[[ Page extract, beginning ]]
Population (2026-01-01)
- • Total: 171
- • Density: 44.1/km^{2} (114/sq mi)
- Time zone: UTC+1 (CET)
- • Summer (DST): UTC+2 (CEST)
- Postal code: 289 15
- Website: www.obec-cerniky.cz

= Černíky =

Černíky is a municipality and village in Kolín District in the Central Bohemian Region of the Czech Republic. It has about 200 inhabitants.

==Etymology==
The initial name of the village was Črmníky, meaning "the village of Črmníks (Črmník family)". By distorting and simplifying the pronunciation, the name Černíky gradually arose. The name Černíky was first documented in 1654.

==Geography==
Černíky is located about 28 km west of Kolín and 20 km east of Prague. It lies in a flat agricultural landscape in the Central Elbe Table. In the eastern tip of the municipal territory is a fishpond, supplied by the stream Kounický potok.
[[ Page extract, end ]]
[[ Records provided, beginning ]]
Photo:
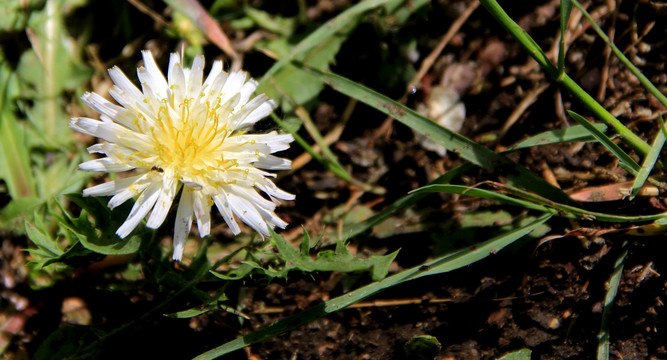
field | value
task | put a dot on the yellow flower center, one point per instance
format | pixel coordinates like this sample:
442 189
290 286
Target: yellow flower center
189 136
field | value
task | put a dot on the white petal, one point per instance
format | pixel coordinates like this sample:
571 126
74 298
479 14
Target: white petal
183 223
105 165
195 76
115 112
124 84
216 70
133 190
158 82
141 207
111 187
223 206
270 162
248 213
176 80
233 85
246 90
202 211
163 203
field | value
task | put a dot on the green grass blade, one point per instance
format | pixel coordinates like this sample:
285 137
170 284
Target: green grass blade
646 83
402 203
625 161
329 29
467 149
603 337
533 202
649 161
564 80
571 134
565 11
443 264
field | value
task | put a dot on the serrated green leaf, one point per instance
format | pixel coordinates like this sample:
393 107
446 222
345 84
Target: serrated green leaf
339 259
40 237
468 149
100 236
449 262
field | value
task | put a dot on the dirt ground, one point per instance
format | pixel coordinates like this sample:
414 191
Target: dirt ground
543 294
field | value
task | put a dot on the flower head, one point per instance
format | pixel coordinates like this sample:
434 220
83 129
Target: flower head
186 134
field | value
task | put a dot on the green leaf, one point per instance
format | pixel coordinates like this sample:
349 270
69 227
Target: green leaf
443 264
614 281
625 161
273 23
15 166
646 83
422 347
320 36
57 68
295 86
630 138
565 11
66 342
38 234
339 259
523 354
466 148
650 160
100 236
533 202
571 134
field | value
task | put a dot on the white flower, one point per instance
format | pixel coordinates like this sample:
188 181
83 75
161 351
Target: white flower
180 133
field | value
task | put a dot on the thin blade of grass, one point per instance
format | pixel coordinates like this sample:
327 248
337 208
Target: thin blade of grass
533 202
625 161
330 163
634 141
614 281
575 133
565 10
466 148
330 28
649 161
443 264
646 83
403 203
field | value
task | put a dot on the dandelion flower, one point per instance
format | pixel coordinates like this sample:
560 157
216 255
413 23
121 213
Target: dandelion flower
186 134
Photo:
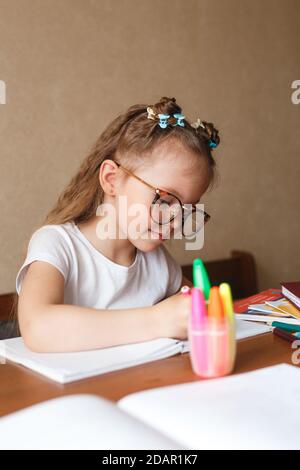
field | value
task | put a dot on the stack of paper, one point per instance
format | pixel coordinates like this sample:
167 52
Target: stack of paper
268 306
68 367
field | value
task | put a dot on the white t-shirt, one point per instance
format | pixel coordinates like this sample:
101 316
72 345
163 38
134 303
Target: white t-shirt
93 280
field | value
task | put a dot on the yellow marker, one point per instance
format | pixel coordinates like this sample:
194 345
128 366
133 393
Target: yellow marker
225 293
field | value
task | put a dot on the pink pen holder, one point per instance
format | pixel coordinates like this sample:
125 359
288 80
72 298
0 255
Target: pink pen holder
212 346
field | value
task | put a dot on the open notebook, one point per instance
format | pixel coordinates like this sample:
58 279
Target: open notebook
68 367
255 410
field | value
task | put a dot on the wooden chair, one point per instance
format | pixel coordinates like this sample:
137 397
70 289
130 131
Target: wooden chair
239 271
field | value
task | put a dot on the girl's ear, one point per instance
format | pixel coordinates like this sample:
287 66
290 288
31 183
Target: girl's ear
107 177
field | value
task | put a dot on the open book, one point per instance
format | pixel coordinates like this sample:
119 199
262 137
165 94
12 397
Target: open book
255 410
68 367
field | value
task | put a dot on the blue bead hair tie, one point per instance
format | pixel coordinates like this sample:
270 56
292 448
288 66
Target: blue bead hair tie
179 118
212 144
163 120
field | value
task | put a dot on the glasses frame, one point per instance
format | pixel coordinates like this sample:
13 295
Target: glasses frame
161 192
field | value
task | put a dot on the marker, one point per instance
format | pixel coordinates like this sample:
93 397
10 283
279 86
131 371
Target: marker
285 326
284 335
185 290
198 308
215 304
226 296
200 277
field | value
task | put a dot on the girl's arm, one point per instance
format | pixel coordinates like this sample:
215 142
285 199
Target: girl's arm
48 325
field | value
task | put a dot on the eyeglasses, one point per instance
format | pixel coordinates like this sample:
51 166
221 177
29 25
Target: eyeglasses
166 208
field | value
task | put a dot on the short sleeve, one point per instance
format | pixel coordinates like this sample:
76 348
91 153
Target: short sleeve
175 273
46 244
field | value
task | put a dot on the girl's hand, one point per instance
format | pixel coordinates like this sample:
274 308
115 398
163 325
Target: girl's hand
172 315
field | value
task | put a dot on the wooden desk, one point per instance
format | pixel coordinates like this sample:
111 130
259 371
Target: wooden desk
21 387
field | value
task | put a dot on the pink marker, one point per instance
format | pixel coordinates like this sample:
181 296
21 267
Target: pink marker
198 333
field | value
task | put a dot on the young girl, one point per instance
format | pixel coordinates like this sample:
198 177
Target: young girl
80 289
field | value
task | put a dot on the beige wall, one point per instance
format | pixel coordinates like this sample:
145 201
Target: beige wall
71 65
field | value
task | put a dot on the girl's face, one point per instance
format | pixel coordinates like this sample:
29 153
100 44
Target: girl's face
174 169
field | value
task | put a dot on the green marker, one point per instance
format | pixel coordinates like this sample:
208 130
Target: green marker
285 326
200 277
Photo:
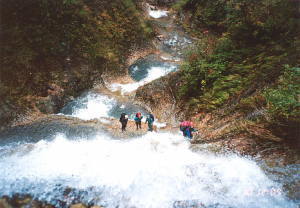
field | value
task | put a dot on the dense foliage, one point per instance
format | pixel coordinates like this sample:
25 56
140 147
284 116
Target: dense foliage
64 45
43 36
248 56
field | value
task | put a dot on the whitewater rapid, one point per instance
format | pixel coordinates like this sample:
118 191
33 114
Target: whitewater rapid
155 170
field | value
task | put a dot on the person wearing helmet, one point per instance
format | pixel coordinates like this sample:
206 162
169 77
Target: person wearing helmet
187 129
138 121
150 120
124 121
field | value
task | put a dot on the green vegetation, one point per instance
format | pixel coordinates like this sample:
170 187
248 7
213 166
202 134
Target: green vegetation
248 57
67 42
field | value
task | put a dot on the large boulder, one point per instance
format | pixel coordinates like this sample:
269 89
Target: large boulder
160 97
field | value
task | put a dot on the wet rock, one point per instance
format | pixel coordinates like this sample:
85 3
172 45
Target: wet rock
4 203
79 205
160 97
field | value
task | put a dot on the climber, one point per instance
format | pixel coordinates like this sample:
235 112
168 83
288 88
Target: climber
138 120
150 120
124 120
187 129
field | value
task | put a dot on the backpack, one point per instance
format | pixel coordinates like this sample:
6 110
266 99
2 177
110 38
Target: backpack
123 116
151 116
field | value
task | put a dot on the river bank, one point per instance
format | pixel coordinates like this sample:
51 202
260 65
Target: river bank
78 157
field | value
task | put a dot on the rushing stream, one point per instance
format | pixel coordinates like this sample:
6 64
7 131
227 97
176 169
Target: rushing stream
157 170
[[ Records provided, end ]]
[Set of tasks]
1. In the Černíky article, in what year was the name Černíky first documented?
2. Continue the Černíky article after its final sentence about the fishpond.

[Task-by-task results]
1. 1654

2.
==History==
The first written mention of Černíky is from 1293.

From 1 January 2021, Černíky is no longer a part of Nymburk District and belongs to Kolín District.

==Transport==
There are no railways or major roads passing through the municipality.

==Sights==
The main landmark of Černíky is the Chapel of Saint Wenceslaus. It was built in the Baroque style in 1760.